* [What is needed]
Nothing but an exact copy of the data should be given.

[Items listed in a dataset]
# # # # #

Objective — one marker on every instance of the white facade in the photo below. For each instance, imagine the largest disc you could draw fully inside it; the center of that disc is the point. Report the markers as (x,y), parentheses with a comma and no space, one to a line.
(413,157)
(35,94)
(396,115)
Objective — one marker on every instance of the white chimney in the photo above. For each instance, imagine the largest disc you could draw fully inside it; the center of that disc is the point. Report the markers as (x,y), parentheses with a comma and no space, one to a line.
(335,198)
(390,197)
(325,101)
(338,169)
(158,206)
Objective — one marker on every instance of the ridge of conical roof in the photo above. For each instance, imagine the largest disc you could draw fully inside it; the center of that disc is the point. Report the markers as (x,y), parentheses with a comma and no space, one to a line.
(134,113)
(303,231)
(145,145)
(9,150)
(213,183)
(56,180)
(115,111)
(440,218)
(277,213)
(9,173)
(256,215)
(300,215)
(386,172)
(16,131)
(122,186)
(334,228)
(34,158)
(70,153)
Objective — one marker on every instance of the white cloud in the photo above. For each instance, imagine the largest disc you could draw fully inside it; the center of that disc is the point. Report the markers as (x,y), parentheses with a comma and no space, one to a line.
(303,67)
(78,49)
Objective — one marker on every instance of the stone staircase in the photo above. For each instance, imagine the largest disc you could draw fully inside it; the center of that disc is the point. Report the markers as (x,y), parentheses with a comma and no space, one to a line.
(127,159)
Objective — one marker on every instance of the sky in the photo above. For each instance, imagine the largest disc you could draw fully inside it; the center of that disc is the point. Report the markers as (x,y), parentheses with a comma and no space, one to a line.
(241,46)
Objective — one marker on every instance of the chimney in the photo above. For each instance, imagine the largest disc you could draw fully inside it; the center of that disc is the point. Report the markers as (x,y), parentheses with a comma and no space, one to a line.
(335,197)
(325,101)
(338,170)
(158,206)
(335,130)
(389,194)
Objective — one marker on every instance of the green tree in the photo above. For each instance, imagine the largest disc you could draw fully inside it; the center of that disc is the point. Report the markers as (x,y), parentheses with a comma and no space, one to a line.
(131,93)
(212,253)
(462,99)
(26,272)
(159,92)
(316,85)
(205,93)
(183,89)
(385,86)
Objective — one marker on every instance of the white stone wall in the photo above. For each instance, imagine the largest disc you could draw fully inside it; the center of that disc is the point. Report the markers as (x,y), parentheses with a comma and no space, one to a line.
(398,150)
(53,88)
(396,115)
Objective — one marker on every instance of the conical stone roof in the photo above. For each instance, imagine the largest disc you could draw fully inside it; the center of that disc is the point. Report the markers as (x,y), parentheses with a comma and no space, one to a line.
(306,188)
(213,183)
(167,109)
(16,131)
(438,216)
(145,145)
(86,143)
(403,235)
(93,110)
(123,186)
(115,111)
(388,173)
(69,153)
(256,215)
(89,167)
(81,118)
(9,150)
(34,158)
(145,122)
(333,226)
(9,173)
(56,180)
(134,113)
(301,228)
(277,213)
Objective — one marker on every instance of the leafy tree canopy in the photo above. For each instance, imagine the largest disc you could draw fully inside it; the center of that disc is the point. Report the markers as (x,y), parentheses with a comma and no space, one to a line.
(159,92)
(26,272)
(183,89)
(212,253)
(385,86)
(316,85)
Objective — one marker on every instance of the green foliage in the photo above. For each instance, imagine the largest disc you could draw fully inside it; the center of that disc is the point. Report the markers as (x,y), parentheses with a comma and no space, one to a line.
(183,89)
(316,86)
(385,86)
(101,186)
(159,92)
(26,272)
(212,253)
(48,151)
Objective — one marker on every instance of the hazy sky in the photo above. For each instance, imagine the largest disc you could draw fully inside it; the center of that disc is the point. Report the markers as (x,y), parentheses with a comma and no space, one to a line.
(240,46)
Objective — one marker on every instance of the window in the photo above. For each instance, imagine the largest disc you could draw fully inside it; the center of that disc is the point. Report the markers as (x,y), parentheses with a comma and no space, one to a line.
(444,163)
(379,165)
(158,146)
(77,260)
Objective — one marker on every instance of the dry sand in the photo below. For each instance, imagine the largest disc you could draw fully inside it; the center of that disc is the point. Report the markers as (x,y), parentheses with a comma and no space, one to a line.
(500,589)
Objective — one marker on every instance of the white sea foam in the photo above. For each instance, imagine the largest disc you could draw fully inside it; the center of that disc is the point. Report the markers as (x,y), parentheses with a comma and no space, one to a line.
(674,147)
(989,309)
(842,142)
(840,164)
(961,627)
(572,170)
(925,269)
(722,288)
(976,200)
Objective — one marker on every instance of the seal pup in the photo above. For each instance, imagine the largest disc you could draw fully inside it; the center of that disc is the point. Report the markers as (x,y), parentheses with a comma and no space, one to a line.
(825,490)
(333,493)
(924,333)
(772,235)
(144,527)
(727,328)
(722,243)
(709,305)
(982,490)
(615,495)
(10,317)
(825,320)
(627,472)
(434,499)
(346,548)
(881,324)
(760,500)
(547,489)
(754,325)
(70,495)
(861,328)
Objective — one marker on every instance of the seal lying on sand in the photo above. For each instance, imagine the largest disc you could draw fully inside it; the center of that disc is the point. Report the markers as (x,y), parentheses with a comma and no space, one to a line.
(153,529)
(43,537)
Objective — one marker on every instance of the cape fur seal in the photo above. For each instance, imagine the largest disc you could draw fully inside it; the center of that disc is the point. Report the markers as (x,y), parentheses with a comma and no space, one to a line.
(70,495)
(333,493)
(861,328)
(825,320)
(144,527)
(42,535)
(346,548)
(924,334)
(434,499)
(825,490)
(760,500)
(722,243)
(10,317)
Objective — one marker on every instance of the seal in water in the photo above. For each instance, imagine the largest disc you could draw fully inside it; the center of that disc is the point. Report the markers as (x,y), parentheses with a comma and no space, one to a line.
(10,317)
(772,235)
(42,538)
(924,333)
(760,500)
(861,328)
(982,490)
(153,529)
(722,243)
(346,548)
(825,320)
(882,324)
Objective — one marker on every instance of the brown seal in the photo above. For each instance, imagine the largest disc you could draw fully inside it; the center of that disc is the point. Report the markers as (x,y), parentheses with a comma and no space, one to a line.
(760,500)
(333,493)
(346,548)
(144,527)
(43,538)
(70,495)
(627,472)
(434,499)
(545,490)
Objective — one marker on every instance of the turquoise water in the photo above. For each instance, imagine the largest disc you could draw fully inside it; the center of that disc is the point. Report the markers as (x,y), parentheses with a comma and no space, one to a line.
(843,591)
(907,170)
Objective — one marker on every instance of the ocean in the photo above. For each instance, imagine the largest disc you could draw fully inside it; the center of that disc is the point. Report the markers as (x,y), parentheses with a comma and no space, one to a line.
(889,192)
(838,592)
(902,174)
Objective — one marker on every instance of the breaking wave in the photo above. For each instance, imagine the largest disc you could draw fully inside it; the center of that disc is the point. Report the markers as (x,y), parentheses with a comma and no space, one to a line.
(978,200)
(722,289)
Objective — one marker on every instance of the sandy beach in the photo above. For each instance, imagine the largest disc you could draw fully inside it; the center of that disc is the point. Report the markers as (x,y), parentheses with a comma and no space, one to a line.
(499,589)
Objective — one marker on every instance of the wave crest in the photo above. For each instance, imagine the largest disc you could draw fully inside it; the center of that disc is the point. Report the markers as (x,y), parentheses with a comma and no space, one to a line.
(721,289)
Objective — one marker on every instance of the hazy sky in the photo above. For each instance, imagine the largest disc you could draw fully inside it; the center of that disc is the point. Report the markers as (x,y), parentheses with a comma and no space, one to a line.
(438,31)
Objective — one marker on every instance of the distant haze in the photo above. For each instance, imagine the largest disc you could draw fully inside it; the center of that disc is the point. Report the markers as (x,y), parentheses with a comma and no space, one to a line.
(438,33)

# # # # #

* [Answer]
Objective — one marker on every instance of the white facade in the photo below. For each instance, imagine the largest disc you could draw fully inside it; the center of that disc is the point. Report the markers as (x,y), parentheses with a comma and no space, one to a line.
(413,157)
(35,94)
(396,115)
Objective — one marker on every instance of the white chimney in the photo above. For each instance, imagine the largest disc you could draw fully inside it; the center of that disc is the point. Report the markers as (x,y), parentheses with a comma and no space, one to a line.
(335,198)
(390,197)
(325,101)
(338,169)
(158,206)
Objective — one marker on every instance of the ridge of conical roof in the photo above. For each instance, imagine the largest disc you could draw fully inside it; the center of that disc is the point. Report the markers as (x,y), parentheses with a comma and no space, one to a line.
(134,113)
(303,231)
(145,145)
(9,150)
(213,183)
(56,180)
(115,111)
(440,218)
(277,213)
(9,173)
(256,215)
(300,215)
(386,172)
(16,131)
(122,186)
(334,228)
(34,158)
(70,153)
Objective — one marker on every instance of the white cloud in the photo above. For each instance, imagine the largest disc you could draw fully inside it; the center of that disc is the point. Report the markers as (x,y), parentheses with a comma and no space, one to a line.
(303,67)
(78,49)
Objective — one marker on every instance of the stone staircase in the photo above. For each instance, imagine the largest disc you could draw fully inside it; the center of that disc is the point. Report the markers as (x,y), parentheses with a comma and no space, one to a line.
(127,159)
Objective — one marker on every instance of the sky in the photo above. For each instance, imagine the largest disc you could draw fully inside it; the center of that disc is the point. Report the markers as (x,y), parentheses with a comma and no space, one to a line.
(241,46)
Objective — one marker on every instance of the chimney in the photo above. For each instance, imagine the largest disc you could draw fully inside it; the center of that disc is the point. Report the markers as (x,y), parentheses with a comma and no space, one to a line.
(335,197)
(325,101)
(338,170)
(158,206)
(335,130)
(389,194)
Objective — one marker on every instance of the green tree in the photo above. For each instance, imagine the largest disc you could draw fully inside it; the center of that disc is the point. Report the markers as (x,y), parentheses with a comma and no space, one to a line.
(131,93)
(212,253)
(462,99)
(26,272)
(159,92)
(316,85)
(205,93)
(183,89)
(385,86)
Objective — one marker on every instance of the white stone wall in the photo above. For each instance, imagine the largest disc you could draw fully inside it; the center of that disc is the point. Report the markers as (x,y), parentheses with a comma and no space, one to a line.
(398,150)
(53,88)
(396,115)
Objective — one marker on every instance of the conical stone roof in the photo above. For each instance, imagine the largest disc you could draw fully inside it; the center of that disc is the point. Report the markers as (x,y), parentheses with a comma and no space, one to a line.
(306,188)
(213,183)
(167,109)
(16,131)
(438,216)
(145,145)
(86,143)
(403,235)
(93,110)
(123,186)
(115,111)
(388,173)
(69,153)
(256,215)
(89,167)
(81,118)
(9,150)
(34,158)
(145,122)
(333,226)
(9,173)
(56,180)
(134,113)
(301,228)
(277,213)
Objective — one marker on every instance of the leafy tree canopy in the photo above. For each instance, imagine the largest disc you could draw fully inside it; the center of that disc is the point. Report the markers as (x,y), parentheses with a comma and no space, one to a line.
(159,92)
(26,272)
(183,89)
(212,253)
(385,86)
(316,85)
Objective — one marker on every instance of the green foliage in the photo above. For each instance, imagine the largest disc you could draw fully inside it; the center of that disc is the point. Report the markers as (x,y), parentheses with a comma and no space, one to a line.
(183,89)
(316,86)
(385,86)
(101,186)
(159,92)
(26,272)
(212,253)
(48,151)
Objective — one marker on every instance of the hazy sky in the photo above. For each instance, imagine the largest disc you could draw fully inside it; the center of that disc is the point. Report the markers as (x,y), parentheses with a comma and no space, one to a line.
(240,46)
Objective — one marker on every instance of the window in the photo above. For each instance, imagine the largest disc you could draw fully inside it; the center of that disc is the point. Report the markers as (x,y), parentheses with a comma and no space, one to a line.
(444,163)
(379,165)
(158,146)
(77,260)
Objective — one marker on every instance of the dry sand in the photo below. For each instance, imagine the largest disc you could draw fully inside it; the center of that disc is the point. Report the markers as (x,y), parentheses with a comma and no space, one to a line.
(500,589)
Objective — one marker on every instance of the white sea foam in the photo above. For each instance, imagine the largest disc you could draw fully inside it; the center of that disc is the point. Report the markers as (x,y), parentheses with a comma and no space, one to a line.
(674,147)
(989,309)
(842,142)
(840,164)
(961,627)
(572,170)
(925,269)
(722,288)
(976,200)
Objective — one marker on every instance of the seal pup in the photo above. For each instance, imagine the largest disc you could draw fully inside it; the center of that disc is the point. Report the markers as (x,y), parentheses with a comma and no space, one to a line.
(825,490)
(333,493)
(924,333)
(772,235)
(144,527)
(727,328)
(722,243)
(709,305)
(982,490)
(615,495)
(10,317)
(825,320)
(627,472)
(434,499)
(346,548)
(881,324)
(760,500)
(547,489)
(754,325)
(70,495)
(861,328)
Objective — one marker on every instance of the seal lying on sand in the photo above. For each instance, imagine the largest disc you could draw fully inside it; the center of that disc is the point. Report the markers as (x,y), parentheses with a comma and no space, one to a line.
(153,529)
(43,537)
Objective — one marker on every instance of the cape fur seal in the photo above. For each instance, imagine the largest disc you could draw fully inside it; the center of that disc is the point. Report the markers as (x,y), parentheses with a comma and no space, one to a line.
(70,495)
(333,493)
(861,328)
(825,320)
(144,527)
(42,535)
(346,548)
(924,334)
(434,499)
(825,490)
(760,500)
(722,243)
(10,317)
Objective — one marker on every instance of the seal in water in the photo above. For each instance, imagine the largest disc you could draw fully inside it; the center of that disc is the point. Report the markers as (x,y), parentheses with a comma and no space, one to a line.
(10,317)
(772,235)
(42,538)
(924,333)
(760,500)
(861,328)
(982,490)
(153,529)
(722,243)
(346,548)
(825,320)
(882,324)
Objective — one marker on every instance of the brown seal in the photo above. For each instance, imagine the largest disc you could draw fully inside it; the center of that disc is the point. Report the markers as (x,y), parentheses with a comma and no space, one to a line.
(760,500)
(333,493)
(346,548)
(144,527)
(43,538)
(70,495)
(627,472)
(434,499)
(545,490)
Objective — one marker on every instance of the turquoise water in the photo above. For each instance, imagine the largest disc you could draw fully inside it; the center of that disc is the point. Report the markers as (x,y), parentheses with a comma and no space, one to a line.
(843,591)
(907,170)
Objective — one marker on every instance of the ocean in the photo above. For each instance, imagine the largest disc you could draw fully inside it; the center of that disc is the point. Report the markers as (x,y), parentheses with a comma and no space, one to a line.
(889,192)
(838,592)
(902,174)
Objective — one marker on every instance of the breaking wave in the photo above. For each instance, imagine the largest disc you could draw fully inside it; the center of that disc is the point. Report the markers as (x,y), parentheses with a comma and no space, one to a line.
(978,200)
(722,289)
Objective — one marker on every instance of the sandy beach in the photo above. For each instance, imagine the largest disc you could draw fully inside it; the center of that disc is the point. Report the markers as (x,y), parentheses with a comma and no space, one to a line.
(499,589)
Objective — one marker on every instance of the wave crest in the photo above. For each instance, imagine the largest disc you could draw fully inside it; the center of that disc is the point. Report the markers as (x,y), parentheses with a comma and no space, one to a line.
(721,289)
Objective — one marker on every instance of the hazy sky in the photo above. For each instance, imagine the largest disc you could draw fully inside it; the center of that disc is the point. Report the markers as (x,y), parentheses with a comma and no space, one to a line.
(438,31)
Objective — one marker on every instance of the distant haze in the photo above. For each instance, imagine the largest disc you could draw fully inside it; the center of that disc is the point. Report the markers as (x,y), parentheses with a comma and no space, one to a line.
(438,33)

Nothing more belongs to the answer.